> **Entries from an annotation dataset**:
· · · · · · ·

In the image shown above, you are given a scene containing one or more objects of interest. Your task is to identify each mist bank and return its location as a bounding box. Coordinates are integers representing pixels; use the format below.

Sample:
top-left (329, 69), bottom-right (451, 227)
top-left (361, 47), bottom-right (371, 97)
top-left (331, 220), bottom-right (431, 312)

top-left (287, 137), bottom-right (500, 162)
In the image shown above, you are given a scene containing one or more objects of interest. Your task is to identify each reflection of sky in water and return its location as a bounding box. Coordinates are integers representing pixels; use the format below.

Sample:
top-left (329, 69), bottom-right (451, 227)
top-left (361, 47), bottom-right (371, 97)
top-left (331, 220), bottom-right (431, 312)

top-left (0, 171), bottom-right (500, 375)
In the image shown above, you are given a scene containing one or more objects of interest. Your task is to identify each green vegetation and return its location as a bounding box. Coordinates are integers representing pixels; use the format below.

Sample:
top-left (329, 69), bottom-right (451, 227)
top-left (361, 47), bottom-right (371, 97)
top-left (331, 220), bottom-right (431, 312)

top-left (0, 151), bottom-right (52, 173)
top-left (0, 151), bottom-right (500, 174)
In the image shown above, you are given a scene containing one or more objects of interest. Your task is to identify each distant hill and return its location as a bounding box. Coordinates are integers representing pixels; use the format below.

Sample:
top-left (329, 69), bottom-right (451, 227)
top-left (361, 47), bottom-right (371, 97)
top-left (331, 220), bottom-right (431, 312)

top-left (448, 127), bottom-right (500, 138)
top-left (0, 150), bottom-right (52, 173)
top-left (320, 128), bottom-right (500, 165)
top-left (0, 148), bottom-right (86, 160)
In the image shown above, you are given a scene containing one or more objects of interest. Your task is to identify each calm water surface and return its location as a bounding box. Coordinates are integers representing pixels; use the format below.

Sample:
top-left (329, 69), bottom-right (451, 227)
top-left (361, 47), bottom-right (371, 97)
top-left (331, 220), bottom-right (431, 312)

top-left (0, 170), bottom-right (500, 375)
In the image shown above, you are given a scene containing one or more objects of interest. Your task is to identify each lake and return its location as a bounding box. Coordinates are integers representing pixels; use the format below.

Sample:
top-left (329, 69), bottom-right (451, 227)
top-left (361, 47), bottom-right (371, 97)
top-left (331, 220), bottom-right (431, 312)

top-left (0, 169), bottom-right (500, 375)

· · · · · · ·

> **BRIEF**:
Arrange the rows above as a two-column CSV with the header instruction,answer and one line for each row. Put each row's full text in the instruction field and its answer in the answer field, with each field enclosed in double quotes and any line breaks inside it replaced by spaces.

> **RESPONSE TO THE EXERCISE**:
instruction,answer
"In the image shown above, you are given a scene containing one or more objects of interest. Your task is to identify each mist bank and return its location as a bounding box. Coordinates are integers representing pixels; use the format below. Sample: top-left (329, 69), bottom-right (451, 227) top-left (361, 47), bottom-right (371, 97) top-left (331, 220), bottom-right (431, 312)","top-left (287, 137), bottom-right (500, 162)"
"In the image shown above, you are given a scene containing one or more objects of interest. Your task is to identify each reflection of sky in water and return its location as a bounding box. Coordinates are integers representing pixels; use the format below. Sample: top-left (329, 69), bottom-right (451, 227) top-left (361, 47), bottom-right (371, 97) top-left (331, 220), bottom-right (431, 312)","top-left (0, 171), bottom-right (500, 375)"
"In the image shown above, you are given a scene containing one or more objects of interest. Your task is to identify each green vegetation and return its location as a bounding box. Coordinates are integers representing pixels; use the format below. Sample: top-left (329, 69), bottom-right (451, 227) top-left (361, 47), bottom-right (371, 97) top-left (331, 220), bottom-right (431, 312)","top-left (0, 151), bottom-right (52, 173) top-left (0, 151), bottom-right (500, 174)"
"In the image shown above, you are given a scene containing one or more objects of interest. Your task is to identify each distant hill and return its location as a bounding box. Coordinates are integers representing pixels; use the format below. Sample: top-left (329, 69), bottom-right (451, 227) top-left (361, 47), bottom-right (371, 97) top-left (331, 220), bottom-right (431, 312)","top-left (448, 127), bottom-right (500, 138) top-left (0, 150), bottom-right (52, 173) top-left (320, 128), bottom-right (500, 165) top-left (0, 148), bottom-right (86, 160)"
"In the image shown above, you are given a scene containing one or more objects of interest. Your task is to identify each calm water surface and return its location as a bounding box. Coordinates are integers representing pixels; use the format below. Sample: top-left (329, 69), bottom-right (451, 227) top-left (361, 47), bottom-right (371, 97) top-left (331, 220), bottom-right (431, 312)","top-left (0, 170), bottom-right (500, 375)"
"In the image shown above, you are given a scene containing one or more objects of interest. Your task is to identify each lake and return its location as a bounding box. Coordinates are integers representing pixels; use the format below. Sample: top-left (329, 69), bottom-right (451, 227) top-left (361, 47), bottom-right (371, 97) top-left (331, 220), bottom-right (431, 312)","top-left (0, 169), bottom-right (500, 375)"